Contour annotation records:

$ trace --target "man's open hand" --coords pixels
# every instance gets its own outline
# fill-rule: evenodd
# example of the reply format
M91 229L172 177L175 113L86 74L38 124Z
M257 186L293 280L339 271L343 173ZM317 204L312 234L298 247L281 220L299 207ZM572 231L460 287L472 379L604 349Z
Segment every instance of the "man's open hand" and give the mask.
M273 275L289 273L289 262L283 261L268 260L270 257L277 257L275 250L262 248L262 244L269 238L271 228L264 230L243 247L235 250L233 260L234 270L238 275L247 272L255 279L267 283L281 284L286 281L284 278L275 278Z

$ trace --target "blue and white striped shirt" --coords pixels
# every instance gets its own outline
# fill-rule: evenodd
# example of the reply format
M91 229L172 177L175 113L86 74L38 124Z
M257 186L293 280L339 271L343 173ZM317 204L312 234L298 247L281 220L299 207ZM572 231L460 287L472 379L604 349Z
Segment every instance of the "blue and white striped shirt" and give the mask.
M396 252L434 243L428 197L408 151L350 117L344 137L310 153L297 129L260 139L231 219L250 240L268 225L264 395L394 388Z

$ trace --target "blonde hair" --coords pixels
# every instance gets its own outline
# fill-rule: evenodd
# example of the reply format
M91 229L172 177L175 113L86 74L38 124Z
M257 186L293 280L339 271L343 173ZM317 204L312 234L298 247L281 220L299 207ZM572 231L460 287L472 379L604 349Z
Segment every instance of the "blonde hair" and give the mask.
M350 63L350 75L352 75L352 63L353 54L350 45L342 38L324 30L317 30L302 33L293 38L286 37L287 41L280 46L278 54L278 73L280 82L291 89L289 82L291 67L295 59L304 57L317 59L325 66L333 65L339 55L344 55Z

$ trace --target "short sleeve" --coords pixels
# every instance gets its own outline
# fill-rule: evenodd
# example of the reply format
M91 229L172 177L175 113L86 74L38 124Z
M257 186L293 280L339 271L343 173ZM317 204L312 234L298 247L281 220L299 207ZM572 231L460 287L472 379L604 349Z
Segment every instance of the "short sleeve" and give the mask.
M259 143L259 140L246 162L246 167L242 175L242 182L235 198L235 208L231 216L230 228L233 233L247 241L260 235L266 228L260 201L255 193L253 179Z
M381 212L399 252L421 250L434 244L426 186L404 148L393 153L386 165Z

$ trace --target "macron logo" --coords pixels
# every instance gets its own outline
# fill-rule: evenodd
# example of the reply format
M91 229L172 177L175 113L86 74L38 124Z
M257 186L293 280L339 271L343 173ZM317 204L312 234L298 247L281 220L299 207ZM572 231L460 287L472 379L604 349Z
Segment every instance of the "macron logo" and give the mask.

> [TO BE DONE]
How many lines in the records above contain the string "shirt"? Matching is case-sensitive; reply with the number alone.

> [EXERCISE OUTPUT]
2